> _Exercise brief_:
Rewrite the material from the line holding "Target: sky" through the end, inclusive, replacing "grass" with "lawn" and leaving everything else unchanged. Return only those lines.

═════ Material provided ═════

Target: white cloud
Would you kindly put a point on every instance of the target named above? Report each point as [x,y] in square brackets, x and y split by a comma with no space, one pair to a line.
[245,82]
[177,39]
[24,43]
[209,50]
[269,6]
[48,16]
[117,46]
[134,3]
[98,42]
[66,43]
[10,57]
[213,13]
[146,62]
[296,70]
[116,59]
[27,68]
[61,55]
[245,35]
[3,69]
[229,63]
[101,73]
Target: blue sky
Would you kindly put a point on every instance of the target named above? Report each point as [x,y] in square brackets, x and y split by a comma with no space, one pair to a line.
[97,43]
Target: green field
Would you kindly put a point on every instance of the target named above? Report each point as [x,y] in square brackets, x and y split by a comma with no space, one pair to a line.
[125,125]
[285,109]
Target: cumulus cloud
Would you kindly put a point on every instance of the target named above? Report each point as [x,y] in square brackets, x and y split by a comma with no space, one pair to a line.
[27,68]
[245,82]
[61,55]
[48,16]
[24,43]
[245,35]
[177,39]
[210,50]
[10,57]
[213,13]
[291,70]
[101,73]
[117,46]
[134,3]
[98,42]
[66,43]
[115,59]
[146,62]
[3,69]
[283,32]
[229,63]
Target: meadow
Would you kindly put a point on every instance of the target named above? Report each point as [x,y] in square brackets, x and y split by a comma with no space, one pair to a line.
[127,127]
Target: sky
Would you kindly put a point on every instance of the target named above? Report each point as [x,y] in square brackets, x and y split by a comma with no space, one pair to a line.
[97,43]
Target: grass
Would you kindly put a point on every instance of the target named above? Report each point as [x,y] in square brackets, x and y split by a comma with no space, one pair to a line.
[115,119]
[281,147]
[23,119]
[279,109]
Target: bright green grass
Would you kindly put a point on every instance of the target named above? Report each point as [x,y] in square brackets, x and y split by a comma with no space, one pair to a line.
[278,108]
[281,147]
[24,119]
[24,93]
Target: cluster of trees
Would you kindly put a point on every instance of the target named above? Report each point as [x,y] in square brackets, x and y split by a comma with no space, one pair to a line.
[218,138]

═════

> _Output below_:
Target: sky
Would you kindly put a point on every instance of the target named above? Report each point as [x,y] in square brackets, x and y split by a comma with no space, one pair to a line.
[97,43]
Target: lawn
Would you kindly put a point on every instance of the target named above? Report each point as [x,y] in square brackets, x and y split by a comma with no space, one pair to a line.
[115,119]
[281,147]
[23,119]
[279,109]
Target: bright green lawn
Would you kindly put a point on every instance of the target named above? Report each point as [x,y] in square brackets, x and y split by a comma with no space, one pair to a line.
[278,108]
[281,147]
[24,119]
[24,93]
Target: cluster of trees
Would you kindly put a point on every instance of the target named above? Report each point as [x,y] in square brackets, x and y split by a comma with no space, one pair to a line.
[218,138]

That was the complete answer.